◆ **REQUIREMENT**
Extract every line of the entries that contains the word "shirt".

##### DATA #####

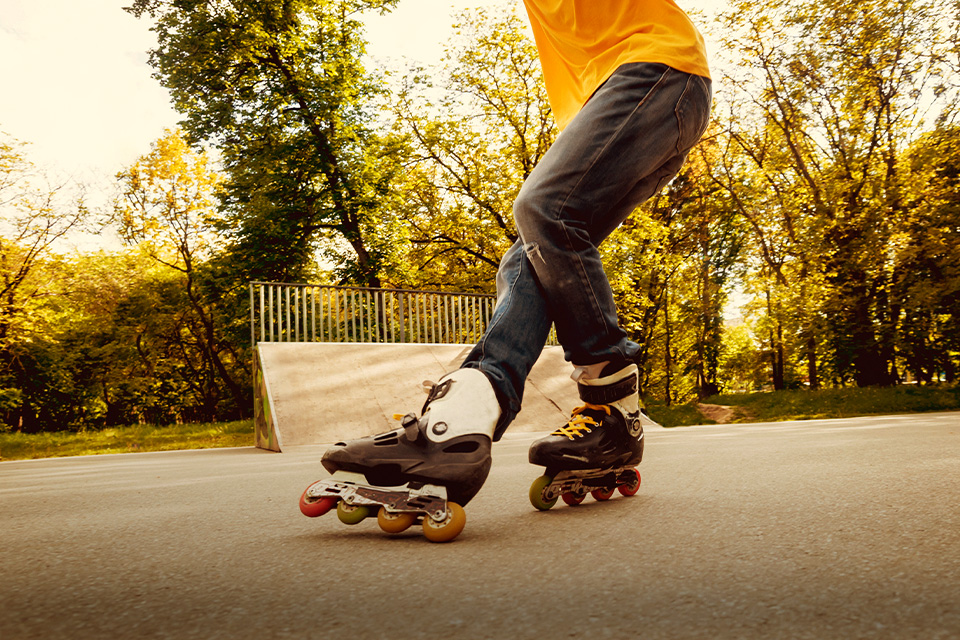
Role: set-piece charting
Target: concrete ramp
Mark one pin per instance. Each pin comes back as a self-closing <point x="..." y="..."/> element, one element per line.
<point x="321" y="392"/>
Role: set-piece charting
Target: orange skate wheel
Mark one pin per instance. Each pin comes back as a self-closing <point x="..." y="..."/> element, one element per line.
<point x="315" y="507"/>
<point x="631" y="488"/>
<point x="602" y="494"/>
<point x="395" y="522"/>
<point x="447" y="530"/>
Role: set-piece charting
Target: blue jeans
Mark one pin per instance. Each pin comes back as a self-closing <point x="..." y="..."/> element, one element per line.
<point x="627" y="142"/>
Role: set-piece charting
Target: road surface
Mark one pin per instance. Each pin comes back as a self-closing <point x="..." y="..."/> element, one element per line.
<point x="819" y="529"/>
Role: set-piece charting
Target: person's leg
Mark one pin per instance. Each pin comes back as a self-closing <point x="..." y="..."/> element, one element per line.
<point x="627" y="142"/>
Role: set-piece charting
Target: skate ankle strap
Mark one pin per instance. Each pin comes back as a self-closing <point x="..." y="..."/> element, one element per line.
<point x="608" y="393"/>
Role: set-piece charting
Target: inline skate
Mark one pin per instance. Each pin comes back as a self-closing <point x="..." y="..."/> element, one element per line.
<point x="598" y="450"/>
<point x="426" y="470"/>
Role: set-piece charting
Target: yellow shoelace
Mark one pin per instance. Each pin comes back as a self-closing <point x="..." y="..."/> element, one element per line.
<point x="580" y="424"/>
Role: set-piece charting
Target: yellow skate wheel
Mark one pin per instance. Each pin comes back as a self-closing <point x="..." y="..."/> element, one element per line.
<point x="447" y="530"/>
<point x="351" y="513"/>
<point x="395" y="522"/>
<point x="537" y="489"/>
<point x="632" y="487"/>
<point x="573" y="499"/>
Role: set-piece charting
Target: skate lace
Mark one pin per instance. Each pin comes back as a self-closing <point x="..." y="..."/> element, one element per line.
<point x="580" y="424"/>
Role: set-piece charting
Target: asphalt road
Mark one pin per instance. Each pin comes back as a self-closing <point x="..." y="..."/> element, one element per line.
<point x="820" y="529"/>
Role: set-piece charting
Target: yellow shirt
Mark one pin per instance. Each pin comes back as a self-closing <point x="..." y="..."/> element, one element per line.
<point x="582" y="42"/>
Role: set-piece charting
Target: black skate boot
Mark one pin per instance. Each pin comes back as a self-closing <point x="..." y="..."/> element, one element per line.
<point x="429" y="468"/>
<point x="599" y="449"/>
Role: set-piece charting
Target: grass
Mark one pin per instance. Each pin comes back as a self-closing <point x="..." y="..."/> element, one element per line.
<point x="136" y="438"/>
<point x="776" y="406"/>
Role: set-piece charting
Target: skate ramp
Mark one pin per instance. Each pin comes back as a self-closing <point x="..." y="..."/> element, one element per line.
<point x="321" y="392"/>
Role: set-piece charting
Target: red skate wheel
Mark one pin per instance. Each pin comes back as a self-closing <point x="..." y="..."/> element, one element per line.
<point x="316" y="507"/>
<point x="602" y="494"/>
<point x="631" y="488"/>
<point x="573" y="499"/>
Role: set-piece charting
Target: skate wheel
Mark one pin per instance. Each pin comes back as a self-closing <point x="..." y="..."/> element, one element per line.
<point x="573" y="499"/>
<point x="395" y="522"/>
<point x="447" y="530"/>
<point x="537" y="490"/>
<point x="631" y="488"/>
<point x="602" y="494"/>
<point x="315" y="507"/>
<point x="351" y="513"/>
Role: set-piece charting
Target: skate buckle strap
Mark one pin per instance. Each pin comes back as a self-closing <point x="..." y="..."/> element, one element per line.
<point x="580" y="424"/>
<point x="608" y="393"/>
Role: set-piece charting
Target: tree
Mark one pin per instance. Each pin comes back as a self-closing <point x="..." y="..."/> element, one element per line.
<point x="167" y="209"/>
<point x="280" y="91"/>
<point x="472" y="148"/>
<point x="826" y="98"/>
<point x="33" y="215"/>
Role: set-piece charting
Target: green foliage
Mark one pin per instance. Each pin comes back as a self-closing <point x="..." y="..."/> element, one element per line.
<point x="842" y="403"/>
<point x="126" y="439"/>
<point x="280" y="91"/>
<point x="477" y="127"/>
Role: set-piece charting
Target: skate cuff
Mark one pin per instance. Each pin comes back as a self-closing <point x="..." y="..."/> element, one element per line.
<point x="610" y="393"/>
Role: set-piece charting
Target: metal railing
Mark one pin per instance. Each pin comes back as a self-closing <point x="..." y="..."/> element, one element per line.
<point x="293" y="312"/>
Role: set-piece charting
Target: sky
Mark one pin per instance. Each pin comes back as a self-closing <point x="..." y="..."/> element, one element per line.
<point x="76" y="86"/>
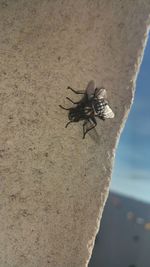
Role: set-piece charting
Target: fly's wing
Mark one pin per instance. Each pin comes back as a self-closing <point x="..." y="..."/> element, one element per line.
<point x="90" y="89"/>
<point x="108" y="113"/>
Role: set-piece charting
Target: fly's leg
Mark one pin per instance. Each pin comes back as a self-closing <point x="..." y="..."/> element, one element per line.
<point x="72" y="101"/>
<point x="93" y="122"/>
<point x="78" y="92"/>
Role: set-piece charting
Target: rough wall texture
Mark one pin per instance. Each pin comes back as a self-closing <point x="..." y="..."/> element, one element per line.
<point x="53" y="184"/>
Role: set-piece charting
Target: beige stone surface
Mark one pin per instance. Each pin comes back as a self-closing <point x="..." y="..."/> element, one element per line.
<point x="53" y="184"/>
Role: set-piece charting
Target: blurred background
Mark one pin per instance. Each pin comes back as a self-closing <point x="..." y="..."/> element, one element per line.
<point x="124" y="237"/>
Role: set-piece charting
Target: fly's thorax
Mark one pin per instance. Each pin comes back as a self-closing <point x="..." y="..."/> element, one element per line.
<point x="99" y="106"/>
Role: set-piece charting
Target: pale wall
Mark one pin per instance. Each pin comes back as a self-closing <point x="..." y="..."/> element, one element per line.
<point x="53" y="184"/>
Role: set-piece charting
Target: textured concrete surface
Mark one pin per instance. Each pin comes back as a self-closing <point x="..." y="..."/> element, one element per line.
<point x="53" y="184"/>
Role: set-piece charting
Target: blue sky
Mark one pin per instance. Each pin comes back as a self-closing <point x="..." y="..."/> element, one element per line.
<point x="131" y="176"/>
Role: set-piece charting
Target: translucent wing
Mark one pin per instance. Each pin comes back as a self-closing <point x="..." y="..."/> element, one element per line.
<point x="108" y="113"/>
<point x="90" y="89"/>
<point x="101" y="93"/>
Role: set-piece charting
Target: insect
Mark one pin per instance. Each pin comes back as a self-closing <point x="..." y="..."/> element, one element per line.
<point x="92" y="105"/>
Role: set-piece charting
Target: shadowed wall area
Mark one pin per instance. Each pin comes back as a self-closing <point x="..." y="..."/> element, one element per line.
<point x="53" y="184"/>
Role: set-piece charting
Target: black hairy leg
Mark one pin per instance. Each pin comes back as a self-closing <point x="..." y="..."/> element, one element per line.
<point x="78" y="92"/>
<point x="93" y="124"/>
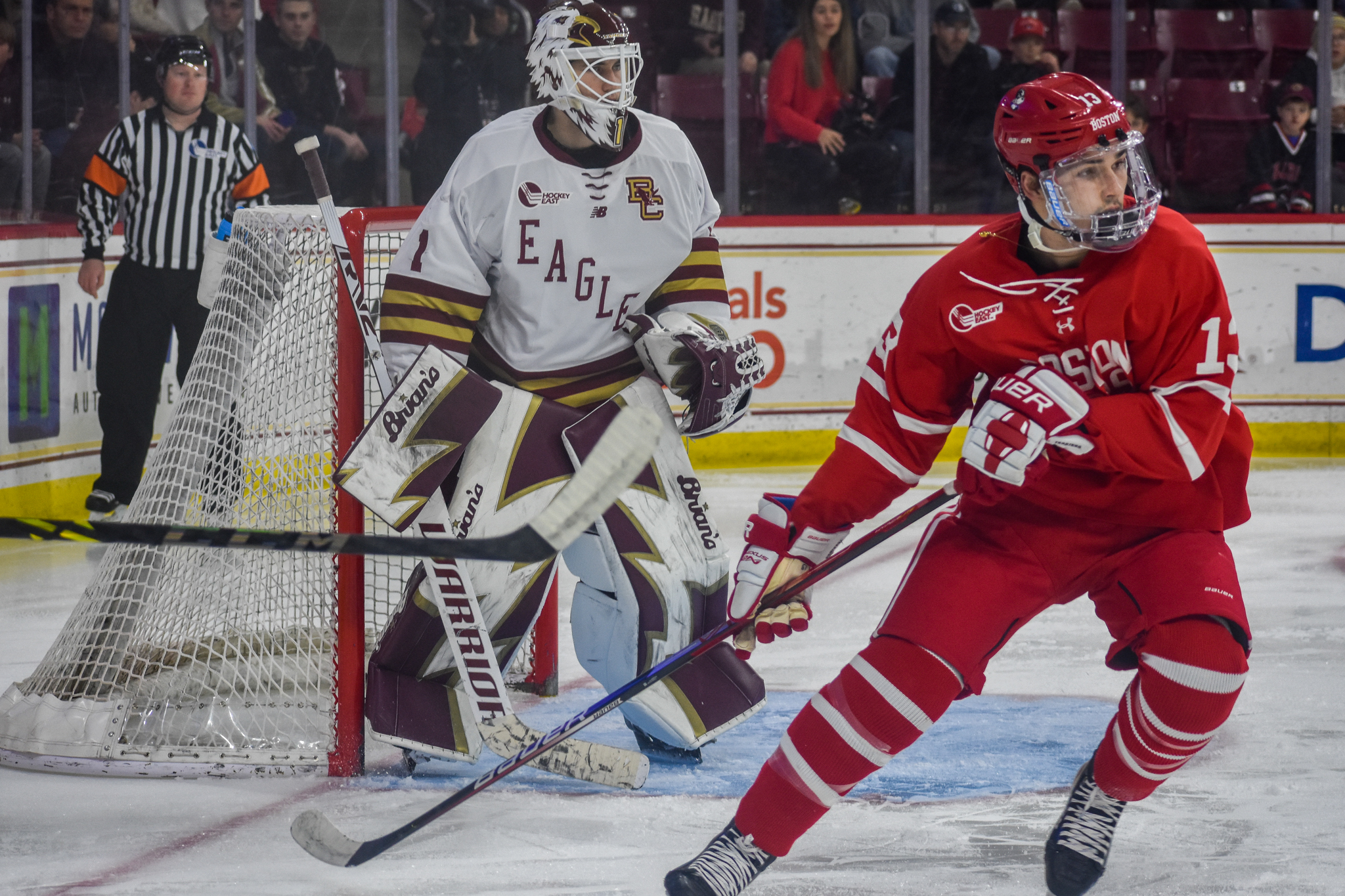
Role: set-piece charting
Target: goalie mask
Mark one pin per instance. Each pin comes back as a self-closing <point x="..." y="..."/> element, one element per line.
<point x="1074" y="136"/>
<point x="583" y="62"/>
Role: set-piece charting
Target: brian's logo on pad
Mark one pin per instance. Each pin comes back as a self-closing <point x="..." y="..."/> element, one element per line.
<point x="965" y="317"/>
<point x="531" y="195"/>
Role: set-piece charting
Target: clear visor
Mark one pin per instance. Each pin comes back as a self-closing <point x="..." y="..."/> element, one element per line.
<point x="604" y="75"/>
<point x="1103" y="196"/>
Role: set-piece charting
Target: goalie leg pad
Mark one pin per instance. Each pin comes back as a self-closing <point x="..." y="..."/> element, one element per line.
<point x="412" y="696"/>
<point x="416" y="437"/>
<point x="669" y="572"/>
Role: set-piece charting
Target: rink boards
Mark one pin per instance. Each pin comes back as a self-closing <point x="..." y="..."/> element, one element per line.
<point x="814" y="292"/>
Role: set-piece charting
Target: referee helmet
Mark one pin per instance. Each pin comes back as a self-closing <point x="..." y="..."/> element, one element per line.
<point x="181" y="50"/>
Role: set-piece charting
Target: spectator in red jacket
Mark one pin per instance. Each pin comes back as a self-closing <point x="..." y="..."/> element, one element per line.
<point x="817" y="140"/>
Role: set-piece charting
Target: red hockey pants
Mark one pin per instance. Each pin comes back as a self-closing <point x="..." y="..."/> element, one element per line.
<point x="1169" y="598"/>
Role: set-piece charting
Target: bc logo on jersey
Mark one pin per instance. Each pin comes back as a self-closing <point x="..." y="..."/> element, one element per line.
<point x="646" y="195"/>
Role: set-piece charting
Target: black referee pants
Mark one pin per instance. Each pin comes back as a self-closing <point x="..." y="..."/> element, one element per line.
<point x="144" y="307"/>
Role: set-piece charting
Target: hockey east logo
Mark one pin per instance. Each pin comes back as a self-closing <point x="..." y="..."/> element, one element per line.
<point x="965" y="317"/>
<point x="531" y="195"/>
<point x="396" y="421"/>
<point x="692" y="495"/>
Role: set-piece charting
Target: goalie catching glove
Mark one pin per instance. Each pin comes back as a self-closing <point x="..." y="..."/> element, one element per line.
<point x="1016" y="419"/>
<point x="776" y="554"/>
<point x="697" y="360"/>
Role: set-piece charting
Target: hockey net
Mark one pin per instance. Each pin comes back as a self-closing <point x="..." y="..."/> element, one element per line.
<point x="188" y="661"/>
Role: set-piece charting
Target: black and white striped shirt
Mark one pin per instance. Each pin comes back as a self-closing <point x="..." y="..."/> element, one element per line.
<point x="178" y="187"/>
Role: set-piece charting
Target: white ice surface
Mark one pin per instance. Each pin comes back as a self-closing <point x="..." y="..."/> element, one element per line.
<point x="1258" y="812"/>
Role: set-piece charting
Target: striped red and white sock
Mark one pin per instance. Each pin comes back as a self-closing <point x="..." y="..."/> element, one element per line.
<point x="1191" y="672"/>
<point x="880" y="703"/>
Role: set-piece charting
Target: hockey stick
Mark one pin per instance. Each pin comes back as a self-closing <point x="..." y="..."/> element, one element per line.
<point x="323" y="840"/>
<point x="622" y="452"/>
<point x="505" y="735"/>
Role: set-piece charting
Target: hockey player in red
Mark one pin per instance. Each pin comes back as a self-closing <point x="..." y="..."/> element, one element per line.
<point x="1103" y="458"/>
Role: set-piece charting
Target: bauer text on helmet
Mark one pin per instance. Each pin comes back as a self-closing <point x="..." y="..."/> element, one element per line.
<point x="583" y="62"/>
<point x="1072" y="158"/>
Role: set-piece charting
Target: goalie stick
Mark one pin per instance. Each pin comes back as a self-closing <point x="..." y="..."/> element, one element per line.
<point x="499" y="727"/>
<point x="322" y="840"/>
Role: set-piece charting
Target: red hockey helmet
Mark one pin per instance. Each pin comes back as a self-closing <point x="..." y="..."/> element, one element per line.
<point x="1059" y="128"/>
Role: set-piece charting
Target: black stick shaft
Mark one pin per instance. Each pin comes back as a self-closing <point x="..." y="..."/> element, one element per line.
<point x="372" y="848"/>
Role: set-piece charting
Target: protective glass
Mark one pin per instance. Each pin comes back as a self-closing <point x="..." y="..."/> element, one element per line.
<point x="1079" y="187"/>
<point x="617" y="93"/>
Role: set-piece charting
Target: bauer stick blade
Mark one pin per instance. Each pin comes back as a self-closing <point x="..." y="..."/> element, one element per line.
<point x="322" y="840"/>
<point x="617" y="459"/>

#####

◆ **PROBLEM SOLUTION**
Target: yellow shirt
Target: black and white striped shirt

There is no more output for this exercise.